(Records pointing to named objects)
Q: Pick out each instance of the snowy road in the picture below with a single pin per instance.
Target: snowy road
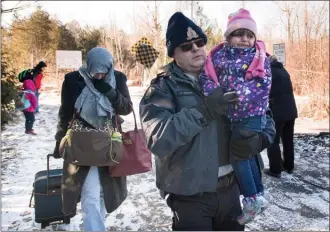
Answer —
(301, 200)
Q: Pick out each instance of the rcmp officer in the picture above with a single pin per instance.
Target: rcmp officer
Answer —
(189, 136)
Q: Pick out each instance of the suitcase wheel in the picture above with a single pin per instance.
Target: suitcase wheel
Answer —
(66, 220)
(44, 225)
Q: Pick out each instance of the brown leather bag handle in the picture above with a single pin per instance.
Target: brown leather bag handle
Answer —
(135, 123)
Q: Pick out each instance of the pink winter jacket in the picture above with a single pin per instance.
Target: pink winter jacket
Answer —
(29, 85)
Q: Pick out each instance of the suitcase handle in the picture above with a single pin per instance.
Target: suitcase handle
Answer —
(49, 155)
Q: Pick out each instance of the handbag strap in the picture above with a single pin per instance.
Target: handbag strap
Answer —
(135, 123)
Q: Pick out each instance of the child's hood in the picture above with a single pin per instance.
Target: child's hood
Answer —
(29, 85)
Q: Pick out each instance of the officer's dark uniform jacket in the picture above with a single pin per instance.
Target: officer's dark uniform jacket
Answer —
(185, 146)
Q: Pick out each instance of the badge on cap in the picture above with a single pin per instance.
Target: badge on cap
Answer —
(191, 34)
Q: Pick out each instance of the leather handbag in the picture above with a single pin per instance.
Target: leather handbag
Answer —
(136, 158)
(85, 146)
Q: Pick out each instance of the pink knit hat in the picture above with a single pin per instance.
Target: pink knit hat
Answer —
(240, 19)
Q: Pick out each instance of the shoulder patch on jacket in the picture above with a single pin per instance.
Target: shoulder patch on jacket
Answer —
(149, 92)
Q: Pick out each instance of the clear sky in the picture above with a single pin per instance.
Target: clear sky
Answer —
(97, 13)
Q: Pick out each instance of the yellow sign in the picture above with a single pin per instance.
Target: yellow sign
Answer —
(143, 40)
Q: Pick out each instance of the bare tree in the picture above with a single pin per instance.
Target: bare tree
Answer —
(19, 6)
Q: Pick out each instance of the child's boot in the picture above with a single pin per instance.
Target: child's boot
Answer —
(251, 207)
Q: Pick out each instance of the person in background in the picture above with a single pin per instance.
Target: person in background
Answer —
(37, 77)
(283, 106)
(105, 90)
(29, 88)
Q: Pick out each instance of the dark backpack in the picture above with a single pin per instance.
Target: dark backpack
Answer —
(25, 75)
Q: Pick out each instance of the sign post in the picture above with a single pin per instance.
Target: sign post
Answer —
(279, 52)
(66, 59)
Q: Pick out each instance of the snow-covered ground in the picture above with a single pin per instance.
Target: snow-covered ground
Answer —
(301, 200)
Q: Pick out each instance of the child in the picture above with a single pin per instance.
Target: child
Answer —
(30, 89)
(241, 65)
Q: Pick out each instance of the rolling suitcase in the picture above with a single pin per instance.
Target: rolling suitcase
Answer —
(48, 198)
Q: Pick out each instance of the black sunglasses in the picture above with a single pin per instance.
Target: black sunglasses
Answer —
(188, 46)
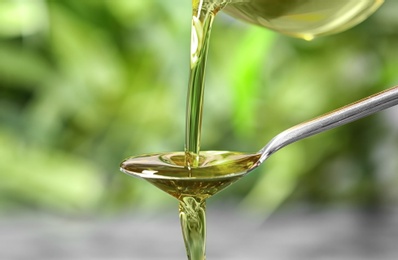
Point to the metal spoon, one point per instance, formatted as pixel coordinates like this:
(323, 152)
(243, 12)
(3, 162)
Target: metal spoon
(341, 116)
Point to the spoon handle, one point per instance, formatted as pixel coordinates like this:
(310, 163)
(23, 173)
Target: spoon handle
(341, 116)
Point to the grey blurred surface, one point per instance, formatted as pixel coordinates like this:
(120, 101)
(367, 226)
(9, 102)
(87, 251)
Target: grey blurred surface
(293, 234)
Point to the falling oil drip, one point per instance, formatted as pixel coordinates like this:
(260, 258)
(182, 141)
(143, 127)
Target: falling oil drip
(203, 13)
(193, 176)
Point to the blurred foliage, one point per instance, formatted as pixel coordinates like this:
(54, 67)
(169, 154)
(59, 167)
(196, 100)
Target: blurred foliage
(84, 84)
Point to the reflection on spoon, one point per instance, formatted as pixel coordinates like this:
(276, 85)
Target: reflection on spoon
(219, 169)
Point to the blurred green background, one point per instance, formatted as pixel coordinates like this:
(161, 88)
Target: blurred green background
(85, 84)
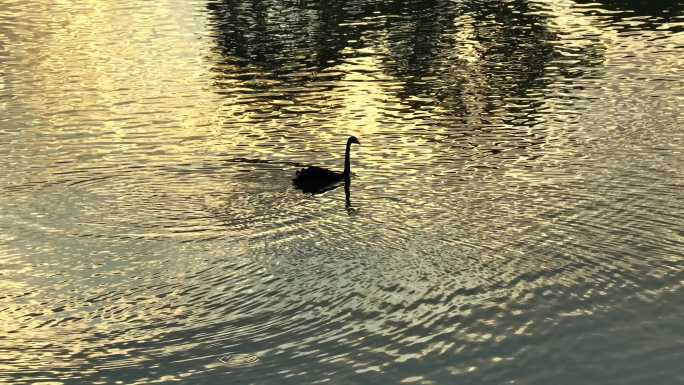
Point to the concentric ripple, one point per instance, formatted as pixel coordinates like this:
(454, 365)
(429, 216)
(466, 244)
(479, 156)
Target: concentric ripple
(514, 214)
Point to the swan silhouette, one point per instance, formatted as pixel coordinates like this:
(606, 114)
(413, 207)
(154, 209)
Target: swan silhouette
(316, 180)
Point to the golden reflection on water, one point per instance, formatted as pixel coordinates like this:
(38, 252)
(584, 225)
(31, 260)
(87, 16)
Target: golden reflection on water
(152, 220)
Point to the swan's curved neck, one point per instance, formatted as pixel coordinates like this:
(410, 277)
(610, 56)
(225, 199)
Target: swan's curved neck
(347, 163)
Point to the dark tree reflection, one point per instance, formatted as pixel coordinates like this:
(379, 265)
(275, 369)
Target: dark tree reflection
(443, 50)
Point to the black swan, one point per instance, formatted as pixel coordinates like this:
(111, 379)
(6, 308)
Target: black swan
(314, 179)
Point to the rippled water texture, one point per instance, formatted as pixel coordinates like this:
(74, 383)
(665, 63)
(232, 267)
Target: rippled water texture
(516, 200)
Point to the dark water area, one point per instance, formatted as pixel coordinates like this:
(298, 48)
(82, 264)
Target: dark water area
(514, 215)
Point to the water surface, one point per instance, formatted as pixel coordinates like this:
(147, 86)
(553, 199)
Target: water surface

▶ [Directions for this task]: Reproduce the part that opens with the line containing "Point to the black" and runs through the end of the material, substituting "a single point for each instance" for every occurrence of "one point per instance" and leaving everything else unchanged.

▶ [Solution to this exercise]:
Point to the black swan, a single point for each instance, formatted as pixel coordinates like this:
(111, 379)
(6, 308)
Target: black swan
(314, 179)
Point to the rippled water texture, a single point for each instance, formatted as pixel coordinates like this:
(74, 383)
(665, 63)
(232, 267)
Target: rippled water texture
(516, 200)
Point to the dark water area, a single point for each instance, formatted as pixel coordinates like this:
(298, 48)
(82, 264)
Target: dark water area
(514, 215)
Point to the water surface, a single point for each instance, formatted as pixel coordinates like this:
(147, 86)
(553, 199)
Target: water surface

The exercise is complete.